Toronto Star

Province hits the ‘emergency brake’

Districts in lockdown after ‘rapid worsening’

- ROB FERGUSON

Simcoe-Muskoka and

Thunder Bay district going back into lockdown,

Ontario is using its “emergency brake” to move health units in Simcoe-Muskoka and the Thunder Bay district back into lockdown starting Monday because of a “rapid worsening” in COVID-19 indicators.

The change announced Friday by chief medical officer Dr. David Williams means an end to indoor restaurant dining, personal-care services like barber shops, nail and hair salons and the closure of gyms, although non-essential businesses will be able to stay open at 25 per cent customer capacity.

Williams said Simcoe-Muskoka, which includes Barrie and Orillia, has the highest proportion of new and more contagious variants of the virus in the province while Thunder Bay is struggling with outbreaks that pushed weekly cases per 100,000 up 54 per cent in the last two weeks.

“It was necessary to tighten public health measures in these regions to ensure the health and safety of the region at large and stop the spread of the virus,” he said.

Simcoe-Muskoka medical officer Dr. Charles Gardner said the B.1.1.7 strain is likely behind a 30 per cent in cases in the last week after a period of steady decline.

“I am quite concerned,” he told CP24.

Both regions had been in the red zone of public health measures, one below lockdown, since Premier Doug Ford lifted stay-at-home orders in most of the province earlier this month.

| Data supplied |
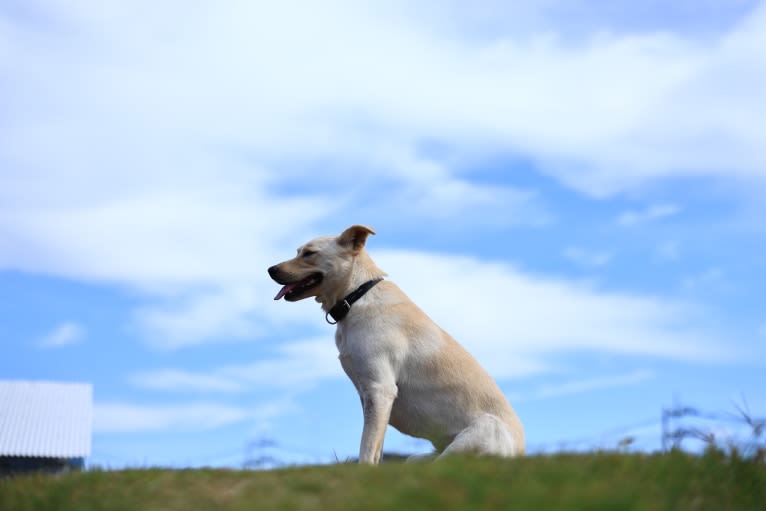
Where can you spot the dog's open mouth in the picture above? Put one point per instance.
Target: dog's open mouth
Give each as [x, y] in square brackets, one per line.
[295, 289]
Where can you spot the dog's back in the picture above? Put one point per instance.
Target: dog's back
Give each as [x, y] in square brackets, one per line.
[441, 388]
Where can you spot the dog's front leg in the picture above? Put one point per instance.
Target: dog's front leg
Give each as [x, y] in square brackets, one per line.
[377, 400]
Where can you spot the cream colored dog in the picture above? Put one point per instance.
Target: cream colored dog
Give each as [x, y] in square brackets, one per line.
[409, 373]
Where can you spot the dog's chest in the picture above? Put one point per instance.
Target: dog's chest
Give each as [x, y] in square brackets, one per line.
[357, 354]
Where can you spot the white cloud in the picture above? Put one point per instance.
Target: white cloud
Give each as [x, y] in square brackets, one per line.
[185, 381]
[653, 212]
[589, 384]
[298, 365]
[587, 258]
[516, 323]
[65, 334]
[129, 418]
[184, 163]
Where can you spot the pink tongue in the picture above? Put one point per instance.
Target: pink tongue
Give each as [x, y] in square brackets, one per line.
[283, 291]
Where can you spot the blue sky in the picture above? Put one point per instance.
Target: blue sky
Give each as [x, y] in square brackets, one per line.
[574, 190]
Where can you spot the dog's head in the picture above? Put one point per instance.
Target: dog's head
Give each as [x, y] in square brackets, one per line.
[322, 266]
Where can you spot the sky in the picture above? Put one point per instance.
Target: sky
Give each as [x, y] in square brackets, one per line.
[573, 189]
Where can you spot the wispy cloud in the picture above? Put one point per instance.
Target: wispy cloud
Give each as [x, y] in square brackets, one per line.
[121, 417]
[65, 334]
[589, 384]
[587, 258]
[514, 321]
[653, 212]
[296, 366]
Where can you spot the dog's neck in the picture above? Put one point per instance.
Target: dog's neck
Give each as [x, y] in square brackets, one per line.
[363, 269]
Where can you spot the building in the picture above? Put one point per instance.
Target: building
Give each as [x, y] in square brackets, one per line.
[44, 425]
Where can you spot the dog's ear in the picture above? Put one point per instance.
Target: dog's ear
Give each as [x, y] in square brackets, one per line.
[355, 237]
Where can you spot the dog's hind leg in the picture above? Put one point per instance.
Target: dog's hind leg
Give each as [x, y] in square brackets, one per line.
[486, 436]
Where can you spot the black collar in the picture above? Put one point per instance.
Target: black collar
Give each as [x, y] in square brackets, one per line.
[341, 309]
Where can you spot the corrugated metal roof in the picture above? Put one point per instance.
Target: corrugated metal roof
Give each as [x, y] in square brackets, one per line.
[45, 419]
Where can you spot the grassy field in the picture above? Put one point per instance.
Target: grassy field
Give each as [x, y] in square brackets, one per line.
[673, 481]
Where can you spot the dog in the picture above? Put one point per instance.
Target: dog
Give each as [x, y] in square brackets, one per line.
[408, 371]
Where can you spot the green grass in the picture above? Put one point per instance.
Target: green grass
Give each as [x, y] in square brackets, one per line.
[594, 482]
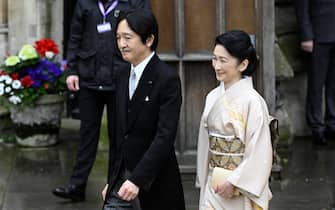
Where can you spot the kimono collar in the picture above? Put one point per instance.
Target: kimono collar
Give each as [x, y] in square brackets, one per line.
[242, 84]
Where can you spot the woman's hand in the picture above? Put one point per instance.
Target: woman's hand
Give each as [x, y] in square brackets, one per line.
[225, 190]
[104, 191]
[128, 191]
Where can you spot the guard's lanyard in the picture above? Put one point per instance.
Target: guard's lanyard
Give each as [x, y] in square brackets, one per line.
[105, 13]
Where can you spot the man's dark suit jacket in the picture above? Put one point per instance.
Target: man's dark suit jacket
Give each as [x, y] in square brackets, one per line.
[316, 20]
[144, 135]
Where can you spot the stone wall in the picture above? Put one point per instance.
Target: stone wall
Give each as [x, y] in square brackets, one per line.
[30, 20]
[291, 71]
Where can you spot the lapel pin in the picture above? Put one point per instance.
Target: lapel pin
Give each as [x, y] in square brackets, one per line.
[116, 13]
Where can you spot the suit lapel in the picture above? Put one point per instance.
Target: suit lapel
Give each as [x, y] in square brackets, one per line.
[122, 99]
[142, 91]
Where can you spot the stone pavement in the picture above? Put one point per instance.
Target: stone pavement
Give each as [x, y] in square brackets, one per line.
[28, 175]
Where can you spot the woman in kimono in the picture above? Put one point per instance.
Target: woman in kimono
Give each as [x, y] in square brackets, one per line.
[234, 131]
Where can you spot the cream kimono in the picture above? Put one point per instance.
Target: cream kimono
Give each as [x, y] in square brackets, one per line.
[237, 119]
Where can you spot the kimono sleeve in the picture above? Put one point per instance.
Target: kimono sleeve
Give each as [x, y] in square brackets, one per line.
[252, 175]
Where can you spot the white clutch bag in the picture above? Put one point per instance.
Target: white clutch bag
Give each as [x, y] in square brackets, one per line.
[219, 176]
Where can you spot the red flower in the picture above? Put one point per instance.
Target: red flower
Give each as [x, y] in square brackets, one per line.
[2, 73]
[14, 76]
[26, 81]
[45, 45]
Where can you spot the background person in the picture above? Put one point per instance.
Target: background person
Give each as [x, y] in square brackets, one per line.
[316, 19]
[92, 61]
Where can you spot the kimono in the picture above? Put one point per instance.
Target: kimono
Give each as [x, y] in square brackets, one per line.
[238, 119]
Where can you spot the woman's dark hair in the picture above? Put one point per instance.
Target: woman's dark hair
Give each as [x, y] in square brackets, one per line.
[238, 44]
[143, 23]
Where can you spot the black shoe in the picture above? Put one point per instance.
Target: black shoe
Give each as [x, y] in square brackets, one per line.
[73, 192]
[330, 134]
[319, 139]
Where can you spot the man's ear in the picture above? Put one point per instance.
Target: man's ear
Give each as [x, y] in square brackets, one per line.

| Task directions |
Please rewrite the Ontario lockdown article, starting at the words "Simcoe-Muskoka medical officer" and stopping after "earlier this month.", with "CP24" changed to "reporters".

| Response to this exercise |
Simcoe-Muskoka medical officer Dr. Charles Gardner said the B.1.1.7 strain is likely behind a 30 per cent in cases in the last week after a period of steady decline.

“I am quite concerned,” he told reporters.

Both regions had been in the red zone of public health measures, one below lockdown, since Premier Doug Ford lifted stay-at-home orders in most of the province earlier this month.